▸ TASK DETAILS: Each entry must be output exactly as it appears.

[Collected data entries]
%%

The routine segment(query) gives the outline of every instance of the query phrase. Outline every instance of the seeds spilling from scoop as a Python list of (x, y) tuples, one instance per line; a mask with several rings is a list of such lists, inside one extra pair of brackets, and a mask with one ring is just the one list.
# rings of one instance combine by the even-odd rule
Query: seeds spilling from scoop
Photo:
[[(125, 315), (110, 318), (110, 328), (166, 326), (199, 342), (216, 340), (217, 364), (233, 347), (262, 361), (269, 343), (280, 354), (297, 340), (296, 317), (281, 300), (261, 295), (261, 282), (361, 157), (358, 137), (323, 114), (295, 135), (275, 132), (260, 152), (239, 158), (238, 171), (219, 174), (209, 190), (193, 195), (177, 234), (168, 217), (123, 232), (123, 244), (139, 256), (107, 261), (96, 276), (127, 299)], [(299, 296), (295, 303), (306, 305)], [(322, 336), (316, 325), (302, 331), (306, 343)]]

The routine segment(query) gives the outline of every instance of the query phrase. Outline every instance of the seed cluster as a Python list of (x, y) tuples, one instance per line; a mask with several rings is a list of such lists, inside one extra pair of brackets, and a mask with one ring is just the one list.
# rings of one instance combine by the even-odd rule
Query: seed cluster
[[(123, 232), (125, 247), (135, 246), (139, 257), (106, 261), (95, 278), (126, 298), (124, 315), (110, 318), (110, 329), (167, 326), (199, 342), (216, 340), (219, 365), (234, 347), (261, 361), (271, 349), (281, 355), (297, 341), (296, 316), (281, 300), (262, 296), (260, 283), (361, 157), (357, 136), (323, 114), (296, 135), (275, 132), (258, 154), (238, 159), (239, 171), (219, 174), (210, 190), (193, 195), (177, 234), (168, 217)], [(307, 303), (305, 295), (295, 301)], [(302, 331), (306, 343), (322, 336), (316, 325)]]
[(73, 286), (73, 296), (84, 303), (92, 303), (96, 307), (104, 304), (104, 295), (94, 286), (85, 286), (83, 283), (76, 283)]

%%

▸ TASK RESPONSE:
The routine segment(query) gives the outline of every instance of the query phrase. Outline every instance of the seeds spilling from scoop as a Python list of (x, y) tuples, one instance per line; a mask with several rings is a list of such lists, inside one extra pair of brackets, and a mask with one ring is just the one list.
# rings of one instance combine by the even-odd rule
Query: seeds spilling from scoop
Photo:
[[(125, 315), (110, 318), (110, 328), (166, 326), (199, 342), (216, 340), (217, 364), (233, 347), (262, 361), (269, 343), (280, 354), (297, 340), (296, 317), (281, 300), (261, 295), (261, 282), (361, 157), (358, 137), (323, 114), (295, 135), (275, 132), (260, 152), (239, 158), (238, 171), (219, 174), (209, 190), (193, 195), (177, 234), (168, 217), (123, 232), (123, 244), (139, 256), (107, 261), (96, 276), (127, 299)], [(299, 296), (295, 303), (306, 305)], [(322, 336), (316, 325), (302, 331), (306, 343)]]

The routine segment(query) gives the outline of every instance of the query phrase. Outline every instance of the seed cluster as a Python list of (x, y) tuples, one instance per line; a mask with several rings is a list of such lists, inside one extra pair of brackets, and a mask with one ring is just the one list.
# rings of one instance combine by the even-odd rule
Query: seed cluster
[[(123, 232), (125, 247), (135, 246), (139, 257), (106, 261), (95, 278), (126, 298), (124, 315), (110, 318), (110, 329), (167, 326), (199, 342), (216, 340), (219, 365), (234, 347), (261, 361), (271, 349), (281, 355), (297, 341), (296, 316), (281, 300), (262, 296), (260, 283), (361, 157), (357, 136), (323, 114), (296, 135), (275, 132), (258, 154), (238, 159), (239, 171), (219, 174), (210, 190), (193, 195), (177, 234), (168, 217)], [(307, 303), (305, 295), (295, 301)], [(302, 331), (306, 343), (322, 336), (316, 325)]]
[(73, 286), (73, 296), (84, 303), (92, 303), (96, 307), (104, 304), (104, 295), (94, 286), (85, 286), (83, 283), (76, 283)]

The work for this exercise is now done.